"""
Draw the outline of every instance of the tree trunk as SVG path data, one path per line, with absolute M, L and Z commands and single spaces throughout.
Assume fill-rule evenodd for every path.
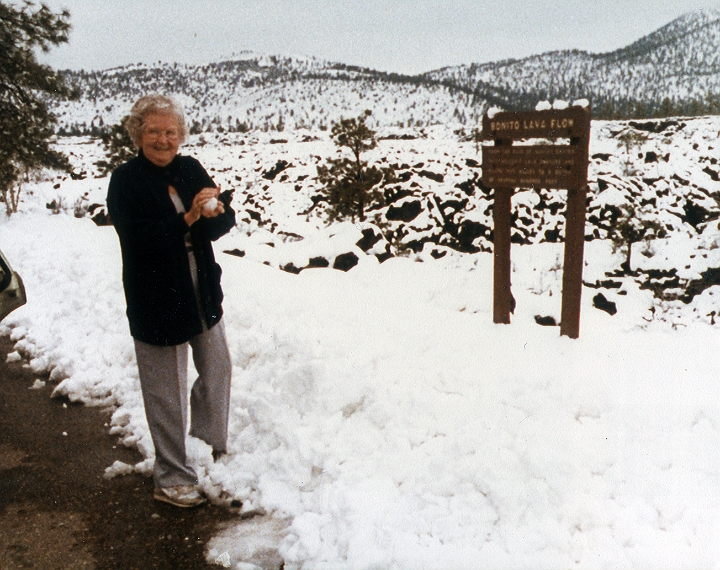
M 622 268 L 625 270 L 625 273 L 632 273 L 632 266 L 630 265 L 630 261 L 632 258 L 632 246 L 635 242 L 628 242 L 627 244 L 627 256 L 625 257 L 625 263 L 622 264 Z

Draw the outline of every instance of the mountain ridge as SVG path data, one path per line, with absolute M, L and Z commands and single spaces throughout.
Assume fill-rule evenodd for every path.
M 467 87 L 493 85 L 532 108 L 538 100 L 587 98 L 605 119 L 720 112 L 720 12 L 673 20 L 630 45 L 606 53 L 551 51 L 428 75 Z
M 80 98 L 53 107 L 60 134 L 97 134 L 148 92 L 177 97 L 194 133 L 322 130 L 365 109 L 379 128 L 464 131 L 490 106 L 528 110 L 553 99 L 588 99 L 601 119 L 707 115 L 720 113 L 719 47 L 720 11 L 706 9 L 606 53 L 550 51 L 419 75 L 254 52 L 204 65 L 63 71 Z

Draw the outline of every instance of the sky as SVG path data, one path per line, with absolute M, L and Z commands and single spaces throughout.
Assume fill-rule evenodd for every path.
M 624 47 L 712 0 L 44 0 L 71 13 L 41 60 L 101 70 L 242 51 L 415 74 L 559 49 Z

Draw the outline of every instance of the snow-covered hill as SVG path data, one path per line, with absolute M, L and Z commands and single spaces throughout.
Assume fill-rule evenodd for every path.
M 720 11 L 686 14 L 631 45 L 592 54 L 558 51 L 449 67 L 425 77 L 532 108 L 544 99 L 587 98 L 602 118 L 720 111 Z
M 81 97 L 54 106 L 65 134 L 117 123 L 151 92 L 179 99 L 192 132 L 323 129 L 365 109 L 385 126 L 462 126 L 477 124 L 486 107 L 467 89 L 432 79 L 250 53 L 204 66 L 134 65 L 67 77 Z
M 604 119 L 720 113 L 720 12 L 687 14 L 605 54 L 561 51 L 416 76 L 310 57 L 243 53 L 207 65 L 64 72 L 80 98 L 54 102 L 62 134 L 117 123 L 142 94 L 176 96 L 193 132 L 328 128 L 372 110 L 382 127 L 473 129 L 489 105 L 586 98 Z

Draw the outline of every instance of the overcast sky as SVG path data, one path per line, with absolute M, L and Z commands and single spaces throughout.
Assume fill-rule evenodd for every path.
"""
"""
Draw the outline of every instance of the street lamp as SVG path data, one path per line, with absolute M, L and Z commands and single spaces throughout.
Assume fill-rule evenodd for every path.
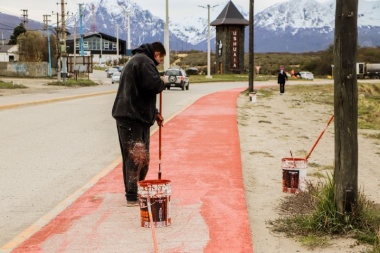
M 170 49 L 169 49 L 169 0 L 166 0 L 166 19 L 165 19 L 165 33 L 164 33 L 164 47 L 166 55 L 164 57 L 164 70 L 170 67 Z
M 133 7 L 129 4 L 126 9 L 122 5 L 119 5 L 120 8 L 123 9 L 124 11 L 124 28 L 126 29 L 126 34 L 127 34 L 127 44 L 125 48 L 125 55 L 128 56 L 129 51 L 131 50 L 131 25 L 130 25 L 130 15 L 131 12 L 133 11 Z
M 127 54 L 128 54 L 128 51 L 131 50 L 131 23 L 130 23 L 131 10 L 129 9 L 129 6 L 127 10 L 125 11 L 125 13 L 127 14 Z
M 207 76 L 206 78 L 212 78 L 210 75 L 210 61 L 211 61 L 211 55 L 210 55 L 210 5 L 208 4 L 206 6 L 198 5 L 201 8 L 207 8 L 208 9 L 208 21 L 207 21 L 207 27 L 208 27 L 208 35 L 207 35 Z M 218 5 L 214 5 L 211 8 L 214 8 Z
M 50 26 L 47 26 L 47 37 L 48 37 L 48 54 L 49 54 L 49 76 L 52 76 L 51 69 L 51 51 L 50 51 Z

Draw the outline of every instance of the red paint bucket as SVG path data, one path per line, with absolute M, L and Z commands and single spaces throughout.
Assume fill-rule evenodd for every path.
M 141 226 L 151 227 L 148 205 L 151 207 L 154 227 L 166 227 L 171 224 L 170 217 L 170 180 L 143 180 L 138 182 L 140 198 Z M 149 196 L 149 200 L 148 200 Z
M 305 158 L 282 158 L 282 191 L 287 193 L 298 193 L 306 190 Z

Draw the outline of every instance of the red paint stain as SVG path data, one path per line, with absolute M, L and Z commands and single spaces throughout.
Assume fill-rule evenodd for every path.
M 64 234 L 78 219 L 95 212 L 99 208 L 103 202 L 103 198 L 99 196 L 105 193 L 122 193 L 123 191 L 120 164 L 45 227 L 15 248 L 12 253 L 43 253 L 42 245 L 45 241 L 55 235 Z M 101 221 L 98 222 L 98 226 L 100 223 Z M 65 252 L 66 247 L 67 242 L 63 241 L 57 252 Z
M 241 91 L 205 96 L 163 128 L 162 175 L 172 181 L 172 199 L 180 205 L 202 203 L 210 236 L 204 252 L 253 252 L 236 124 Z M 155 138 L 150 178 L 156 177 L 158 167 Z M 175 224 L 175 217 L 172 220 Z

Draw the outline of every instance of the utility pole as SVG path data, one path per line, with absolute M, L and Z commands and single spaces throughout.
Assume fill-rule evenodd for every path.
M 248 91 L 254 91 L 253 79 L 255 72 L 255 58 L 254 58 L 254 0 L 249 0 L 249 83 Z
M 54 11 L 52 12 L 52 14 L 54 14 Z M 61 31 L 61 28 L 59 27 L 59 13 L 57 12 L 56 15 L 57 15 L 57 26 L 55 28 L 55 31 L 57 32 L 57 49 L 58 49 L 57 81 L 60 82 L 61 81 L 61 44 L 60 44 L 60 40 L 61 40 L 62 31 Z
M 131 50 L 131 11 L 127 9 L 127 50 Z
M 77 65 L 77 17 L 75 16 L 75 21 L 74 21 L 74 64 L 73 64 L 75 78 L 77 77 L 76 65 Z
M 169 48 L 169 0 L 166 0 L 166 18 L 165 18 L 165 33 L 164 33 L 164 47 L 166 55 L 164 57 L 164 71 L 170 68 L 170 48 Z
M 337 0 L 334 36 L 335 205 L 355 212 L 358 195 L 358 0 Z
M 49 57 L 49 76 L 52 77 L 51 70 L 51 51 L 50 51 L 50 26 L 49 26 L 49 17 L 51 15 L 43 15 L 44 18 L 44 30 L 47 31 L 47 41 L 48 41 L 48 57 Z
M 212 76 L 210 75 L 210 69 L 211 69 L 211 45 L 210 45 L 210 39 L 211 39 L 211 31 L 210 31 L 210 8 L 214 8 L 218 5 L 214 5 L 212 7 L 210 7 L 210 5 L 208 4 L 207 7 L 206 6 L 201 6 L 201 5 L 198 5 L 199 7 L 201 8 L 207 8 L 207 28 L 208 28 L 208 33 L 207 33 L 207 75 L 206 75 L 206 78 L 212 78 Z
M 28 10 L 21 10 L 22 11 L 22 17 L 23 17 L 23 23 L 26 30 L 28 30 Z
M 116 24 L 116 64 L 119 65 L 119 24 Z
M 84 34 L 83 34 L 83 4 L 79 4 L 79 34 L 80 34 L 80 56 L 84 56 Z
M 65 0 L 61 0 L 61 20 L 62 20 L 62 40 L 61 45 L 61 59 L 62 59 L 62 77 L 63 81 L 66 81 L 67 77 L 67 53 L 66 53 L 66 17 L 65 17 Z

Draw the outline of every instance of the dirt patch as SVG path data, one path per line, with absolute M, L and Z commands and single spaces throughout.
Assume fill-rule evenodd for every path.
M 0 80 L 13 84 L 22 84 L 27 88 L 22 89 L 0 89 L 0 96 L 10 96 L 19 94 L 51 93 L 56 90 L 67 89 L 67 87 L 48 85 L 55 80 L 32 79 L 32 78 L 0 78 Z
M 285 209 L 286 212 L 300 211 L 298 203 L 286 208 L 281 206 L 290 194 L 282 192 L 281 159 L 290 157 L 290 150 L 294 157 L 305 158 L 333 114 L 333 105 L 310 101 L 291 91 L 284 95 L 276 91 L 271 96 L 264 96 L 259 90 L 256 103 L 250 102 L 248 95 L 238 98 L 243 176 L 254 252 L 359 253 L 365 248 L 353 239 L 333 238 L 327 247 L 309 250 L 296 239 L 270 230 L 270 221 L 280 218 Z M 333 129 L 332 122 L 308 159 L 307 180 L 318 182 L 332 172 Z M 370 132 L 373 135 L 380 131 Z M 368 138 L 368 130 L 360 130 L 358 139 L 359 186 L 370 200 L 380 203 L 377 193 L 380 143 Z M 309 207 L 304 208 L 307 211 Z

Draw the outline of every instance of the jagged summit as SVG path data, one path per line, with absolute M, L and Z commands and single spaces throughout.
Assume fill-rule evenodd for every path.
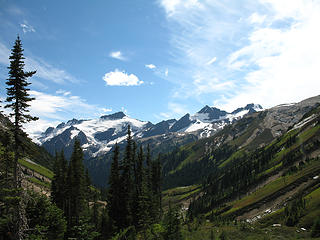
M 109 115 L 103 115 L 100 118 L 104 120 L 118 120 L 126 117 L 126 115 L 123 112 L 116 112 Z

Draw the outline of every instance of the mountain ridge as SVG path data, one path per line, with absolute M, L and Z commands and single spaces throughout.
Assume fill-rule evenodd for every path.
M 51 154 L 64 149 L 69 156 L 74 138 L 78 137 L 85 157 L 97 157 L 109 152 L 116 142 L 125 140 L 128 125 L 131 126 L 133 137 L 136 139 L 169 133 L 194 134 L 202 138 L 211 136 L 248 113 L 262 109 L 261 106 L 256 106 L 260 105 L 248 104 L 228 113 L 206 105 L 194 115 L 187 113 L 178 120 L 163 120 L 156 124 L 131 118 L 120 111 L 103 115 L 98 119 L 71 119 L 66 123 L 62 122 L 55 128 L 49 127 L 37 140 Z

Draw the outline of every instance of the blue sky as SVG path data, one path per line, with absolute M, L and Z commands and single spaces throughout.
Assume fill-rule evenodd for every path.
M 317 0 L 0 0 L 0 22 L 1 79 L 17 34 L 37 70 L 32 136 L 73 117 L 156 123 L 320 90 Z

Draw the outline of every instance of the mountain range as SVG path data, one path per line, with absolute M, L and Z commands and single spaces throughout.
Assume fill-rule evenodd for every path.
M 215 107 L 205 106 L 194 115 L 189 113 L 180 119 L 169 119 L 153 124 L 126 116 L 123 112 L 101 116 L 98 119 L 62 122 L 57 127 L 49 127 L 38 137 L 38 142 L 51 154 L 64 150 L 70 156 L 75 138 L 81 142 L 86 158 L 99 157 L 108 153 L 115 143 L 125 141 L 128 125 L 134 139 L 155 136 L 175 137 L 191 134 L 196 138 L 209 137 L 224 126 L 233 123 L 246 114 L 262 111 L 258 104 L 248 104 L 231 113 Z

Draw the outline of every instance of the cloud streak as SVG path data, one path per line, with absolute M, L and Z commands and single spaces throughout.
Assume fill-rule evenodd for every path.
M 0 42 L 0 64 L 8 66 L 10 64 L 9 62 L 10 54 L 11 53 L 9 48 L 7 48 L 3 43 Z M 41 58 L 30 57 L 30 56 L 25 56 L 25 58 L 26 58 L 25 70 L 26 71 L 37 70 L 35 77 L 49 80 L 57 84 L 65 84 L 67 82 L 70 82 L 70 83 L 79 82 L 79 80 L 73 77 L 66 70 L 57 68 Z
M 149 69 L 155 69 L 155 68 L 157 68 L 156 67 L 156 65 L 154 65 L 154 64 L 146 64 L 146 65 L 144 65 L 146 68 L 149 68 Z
"""
■ REQUIRED WORK ■
Wherever a line in the data above contains the word "paint", copy that line.

■ FINISHED TASK ■
Draw the outline of every instance of the red paint bucket as SVG path data, one path per line, with absolute M, L and Z commands and single spaces throughout.
Draw the outline of every instance of the red paint stain as SVG path data, one path per line, with absolute M, L and Z commands and single spaces throughout.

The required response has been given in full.